Cannabis encourages us to express our vulnerabilities. For those of us, who, through trauma and pain, have hidden from ourselves and the world, the plant has encouraged us to dive deep into ourselves and heal the pain that we’ve run from most of our lives. When Lisette Barajas, better known as Mehndi420 on Instagram, first started smoking in 2009, she didn’t know that the plant would help her heal from childhood sexual assault and allow her space to discover her passion for art therapy through henna.
“Unfortunately, I was sexually molested by my neighbor when I was 5-years-old,” Barajas shared with High Times. “That experience created a lot of shame and confusion.”
When she was younger, Barajas attended therapy but it was to address the domestic violence issues she was experiencing at home. “I never addressed the molestation because my brain created a defense mechanism known as childhood amnesia,” she said.
In 2009 while working on obtaining her Bachelor of Arts in Social Work from California State University, Los Angeles, Baraja’s began to use cannabis recreationally. Around this time she was also taking a sociology course, which forced her to accept that her molestation was real.

Task to complete: Reproduce word for word the part of the article about Lisette Barajas that opens with the words containing "Cannabis encourages us" and closes with "therapy through henna.". The material after this point is separate from the article about Lisette Barajas and has no connection to it.

Data section:
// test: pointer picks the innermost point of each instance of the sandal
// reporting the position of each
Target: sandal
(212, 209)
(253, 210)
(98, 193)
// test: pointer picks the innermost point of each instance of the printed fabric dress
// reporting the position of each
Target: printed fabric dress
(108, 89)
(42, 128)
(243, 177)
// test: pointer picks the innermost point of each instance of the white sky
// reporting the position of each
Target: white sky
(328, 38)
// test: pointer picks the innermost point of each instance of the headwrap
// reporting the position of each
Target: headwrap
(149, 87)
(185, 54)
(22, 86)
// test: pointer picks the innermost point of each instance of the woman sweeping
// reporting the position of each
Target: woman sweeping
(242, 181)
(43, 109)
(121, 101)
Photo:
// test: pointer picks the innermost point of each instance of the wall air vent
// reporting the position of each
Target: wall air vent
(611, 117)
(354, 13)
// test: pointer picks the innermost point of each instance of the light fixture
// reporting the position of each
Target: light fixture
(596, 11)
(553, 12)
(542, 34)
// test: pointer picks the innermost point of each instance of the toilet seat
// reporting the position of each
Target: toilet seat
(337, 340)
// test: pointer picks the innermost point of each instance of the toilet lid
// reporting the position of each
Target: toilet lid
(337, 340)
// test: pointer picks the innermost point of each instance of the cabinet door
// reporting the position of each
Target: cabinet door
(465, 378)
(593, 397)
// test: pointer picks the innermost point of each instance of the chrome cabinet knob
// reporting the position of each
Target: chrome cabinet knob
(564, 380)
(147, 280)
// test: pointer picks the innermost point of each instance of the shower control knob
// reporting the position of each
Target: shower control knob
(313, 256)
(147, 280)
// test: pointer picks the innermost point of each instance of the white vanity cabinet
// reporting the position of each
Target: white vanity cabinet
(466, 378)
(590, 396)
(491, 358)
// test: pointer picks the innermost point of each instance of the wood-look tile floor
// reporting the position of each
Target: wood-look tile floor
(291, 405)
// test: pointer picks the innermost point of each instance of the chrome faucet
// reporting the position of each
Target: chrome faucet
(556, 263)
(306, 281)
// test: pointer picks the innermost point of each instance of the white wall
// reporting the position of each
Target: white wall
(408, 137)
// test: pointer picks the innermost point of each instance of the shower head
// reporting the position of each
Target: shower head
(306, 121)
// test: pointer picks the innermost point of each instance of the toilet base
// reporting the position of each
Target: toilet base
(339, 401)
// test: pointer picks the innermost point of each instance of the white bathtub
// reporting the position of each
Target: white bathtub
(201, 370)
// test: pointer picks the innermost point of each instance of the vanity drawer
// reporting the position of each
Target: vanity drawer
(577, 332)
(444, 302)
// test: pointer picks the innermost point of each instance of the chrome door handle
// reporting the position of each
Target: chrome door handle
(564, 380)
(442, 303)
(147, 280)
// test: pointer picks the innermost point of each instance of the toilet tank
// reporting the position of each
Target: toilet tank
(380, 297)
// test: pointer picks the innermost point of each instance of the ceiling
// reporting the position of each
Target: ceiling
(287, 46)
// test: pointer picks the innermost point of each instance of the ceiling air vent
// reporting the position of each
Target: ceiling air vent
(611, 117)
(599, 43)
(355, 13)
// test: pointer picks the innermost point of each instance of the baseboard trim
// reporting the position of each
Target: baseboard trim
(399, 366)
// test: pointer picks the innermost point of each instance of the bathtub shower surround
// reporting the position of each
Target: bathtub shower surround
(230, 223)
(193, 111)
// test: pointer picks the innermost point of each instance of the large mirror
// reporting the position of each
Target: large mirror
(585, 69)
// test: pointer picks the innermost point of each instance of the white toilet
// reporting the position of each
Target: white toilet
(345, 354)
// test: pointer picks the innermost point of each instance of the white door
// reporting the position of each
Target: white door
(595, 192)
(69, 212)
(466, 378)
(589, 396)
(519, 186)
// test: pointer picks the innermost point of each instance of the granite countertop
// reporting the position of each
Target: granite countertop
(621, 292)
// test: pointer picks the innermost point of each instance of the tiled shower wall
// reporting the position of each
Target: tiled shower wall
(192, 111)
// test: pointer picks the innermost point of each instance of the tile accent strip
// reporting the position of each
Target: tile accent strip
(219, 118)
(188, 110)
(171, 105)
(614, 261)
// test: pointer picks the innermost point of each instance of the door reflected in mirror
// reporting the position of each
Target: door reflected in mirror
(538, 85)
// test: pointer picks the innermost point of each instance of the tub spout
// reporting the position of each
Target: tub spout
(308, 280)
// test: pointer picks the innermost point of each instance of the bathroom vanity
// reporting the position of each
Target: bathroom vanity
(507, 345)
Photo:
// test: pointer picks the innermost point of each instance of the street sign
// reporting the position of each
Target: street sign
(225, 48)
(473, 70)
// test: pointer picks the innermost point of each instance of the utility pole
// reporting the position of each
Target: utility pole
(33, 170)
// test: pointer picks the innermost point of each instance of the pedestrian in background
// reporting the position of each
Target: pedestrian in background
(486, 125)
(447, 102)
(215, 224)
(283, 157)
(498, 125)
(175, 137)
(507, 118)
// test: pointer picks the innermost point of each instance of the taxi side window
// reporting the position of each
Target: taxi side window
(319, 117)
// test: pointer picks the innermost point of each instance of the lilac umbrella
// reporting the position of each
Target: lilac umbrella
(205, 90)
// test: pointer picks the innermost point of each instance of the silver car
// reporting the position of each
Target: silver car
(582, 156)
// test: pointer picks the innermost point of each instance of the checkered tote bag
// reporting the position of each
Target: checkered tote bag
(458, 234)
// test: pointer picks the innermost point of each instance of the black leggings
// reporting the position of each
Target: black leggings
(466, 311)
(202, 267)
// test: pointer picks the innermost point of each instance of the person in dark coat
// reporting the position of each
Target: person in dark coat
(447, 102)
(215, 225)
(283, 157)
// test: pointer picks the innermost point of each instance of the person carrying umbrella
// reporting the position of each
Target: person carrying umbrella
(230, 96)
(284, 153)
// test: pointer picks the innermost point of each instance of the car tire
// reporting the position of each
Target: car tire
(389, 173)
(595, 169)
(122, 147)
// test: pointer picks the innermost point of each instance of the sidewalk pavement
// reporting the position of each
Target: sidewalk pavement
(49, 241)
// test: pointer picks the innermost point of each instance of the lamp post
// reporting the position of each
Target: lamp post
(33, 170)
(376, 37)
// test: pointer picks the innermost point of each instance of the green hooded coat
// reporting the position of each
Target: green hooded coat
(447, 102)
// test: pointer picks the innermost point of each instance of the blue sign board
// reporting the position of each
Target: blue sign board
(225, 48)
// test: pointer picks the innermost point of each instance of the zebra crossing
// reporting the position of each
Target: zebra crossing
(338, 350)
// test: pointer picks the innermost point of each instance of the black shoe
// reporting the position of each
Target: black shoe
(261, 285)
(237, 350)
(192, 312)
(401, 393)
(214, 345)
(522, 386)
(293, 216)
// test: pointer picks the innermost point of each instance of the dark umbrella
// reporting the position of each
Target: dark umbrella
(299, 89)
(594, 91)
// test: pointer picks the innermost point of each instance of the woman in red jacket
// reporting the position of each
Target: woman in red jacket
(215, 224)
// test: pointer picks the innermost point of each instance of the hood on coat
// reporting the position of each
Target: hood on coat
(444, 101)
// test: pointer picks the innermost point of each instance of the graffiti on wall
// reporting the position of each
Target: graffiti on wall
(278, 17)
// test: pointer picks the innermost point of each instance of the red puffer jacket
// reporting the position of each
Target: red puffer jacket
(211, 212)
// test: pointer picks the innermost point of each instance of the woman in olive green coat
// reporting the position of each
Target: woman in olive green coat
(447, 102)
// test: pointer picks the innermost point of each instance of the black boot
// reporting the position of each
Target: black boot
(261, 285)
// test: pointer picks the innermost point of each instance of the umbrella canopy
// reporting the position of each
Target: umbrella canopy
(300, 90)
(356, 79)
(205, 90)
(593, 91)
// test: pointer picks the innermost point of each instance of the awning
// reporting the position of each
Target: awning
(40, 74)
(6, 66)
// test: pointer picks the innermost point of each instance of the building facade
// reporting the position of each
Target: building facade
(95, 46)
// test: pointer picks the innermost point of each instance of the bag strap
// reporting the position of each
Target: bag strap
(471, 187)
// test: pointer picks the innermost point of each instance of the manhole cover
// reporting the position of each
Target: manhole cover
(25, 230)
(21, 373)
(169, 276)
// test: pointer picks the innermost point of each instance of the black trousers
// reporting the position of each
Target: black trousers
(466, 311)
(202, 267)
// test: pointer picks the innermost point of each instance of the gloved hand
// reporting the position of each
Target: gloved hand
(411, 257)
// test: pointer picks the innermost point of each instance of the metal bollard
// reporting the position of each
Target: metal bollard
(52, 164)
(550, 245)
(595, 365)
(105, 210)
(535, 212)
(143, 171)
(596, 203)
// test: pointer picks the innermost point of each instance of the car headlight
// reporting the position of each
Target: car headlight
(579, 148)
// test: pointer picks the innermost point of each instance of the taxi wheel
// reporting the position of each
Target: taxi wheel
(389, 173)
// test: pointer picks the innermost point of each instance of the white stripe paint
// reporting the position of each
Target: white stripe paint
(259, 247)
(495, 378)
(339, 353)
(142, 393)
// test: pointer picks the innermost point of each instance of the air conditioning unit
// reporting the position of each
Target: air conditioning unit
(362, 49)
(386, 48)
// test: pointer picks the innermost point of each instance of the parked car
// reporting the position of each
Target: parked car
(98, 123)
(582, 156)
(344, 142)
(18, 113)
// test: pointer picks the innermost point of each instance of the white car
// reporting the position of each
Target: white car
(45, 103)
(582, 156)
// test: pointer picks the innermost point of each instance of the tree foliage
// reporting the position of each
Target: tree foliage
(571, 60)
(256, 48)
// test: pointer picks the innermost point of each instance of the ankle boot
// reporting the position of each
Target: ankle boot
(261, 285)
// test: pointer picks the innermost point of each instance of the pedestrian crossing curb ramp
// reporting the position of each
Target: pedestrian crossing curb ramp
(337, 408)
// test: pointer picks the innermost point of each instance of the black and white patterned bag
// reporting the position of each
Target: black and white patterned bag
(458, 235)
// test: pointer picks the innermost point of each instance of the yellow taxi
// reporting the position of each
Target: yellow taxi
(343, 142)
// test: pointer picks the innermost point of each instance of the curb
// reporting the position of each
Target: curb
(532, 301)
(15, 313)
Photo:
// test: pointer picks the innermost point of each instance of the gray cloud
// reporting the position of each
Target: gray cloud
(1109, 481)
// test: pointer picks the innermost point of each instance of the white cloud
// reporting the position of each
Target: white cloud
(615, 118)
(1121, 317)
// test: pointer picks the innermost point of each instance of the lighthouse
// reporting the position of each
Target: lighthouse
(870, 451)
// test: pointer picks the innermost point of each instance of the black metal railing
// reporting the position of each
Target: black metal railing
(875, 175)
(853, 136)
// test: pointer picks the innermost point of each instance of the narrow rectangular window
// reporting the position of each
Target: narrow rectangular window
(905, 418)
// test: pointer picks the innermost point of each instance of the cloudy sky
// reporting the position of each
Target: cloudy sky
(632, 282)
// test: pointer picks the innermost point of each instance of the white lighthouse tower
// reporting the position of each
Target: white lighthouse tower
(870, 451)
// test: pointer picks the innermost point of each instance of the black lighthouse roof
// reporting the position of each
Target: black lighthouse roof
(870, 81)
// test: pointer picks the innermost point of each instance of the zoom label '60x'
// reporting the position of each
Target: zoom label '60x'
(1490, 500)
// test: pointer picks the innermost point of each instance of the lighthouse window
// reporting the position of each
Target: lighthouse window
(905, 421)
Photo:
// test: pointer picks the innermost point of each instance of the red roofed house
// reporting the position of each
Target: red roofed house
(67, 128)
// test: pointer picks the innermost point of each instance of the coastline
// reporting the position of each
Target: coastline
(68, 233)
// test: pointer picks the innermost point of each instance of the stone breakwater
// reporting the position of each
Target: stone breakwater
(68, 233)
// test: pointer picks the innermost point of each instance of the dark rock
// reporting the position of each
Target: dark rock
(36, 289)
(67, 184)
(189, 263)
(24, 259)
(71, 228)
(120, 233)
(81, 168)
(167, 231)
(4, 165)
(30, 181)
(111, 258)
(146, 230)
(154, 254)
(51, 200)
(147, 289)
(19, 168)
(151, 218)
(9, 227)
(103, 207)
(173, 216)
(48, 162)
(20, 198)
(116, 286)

Worked solution:
Cannabis encourages us to express our vulnerabilities. For those of us, who, through trauma and pain, have hidden from ourselves and the world, the plant has encouraged us to dive deep into ourselves and heal the pain that we’ve run from most of our lives. When Lisette Barajas, better known as Mehndi420 on Instagram, first started smoking in 2009, she didn’t know that the plant would help her heal from childhood sexual assault and allow her space to discover her passion for art therapy through henna.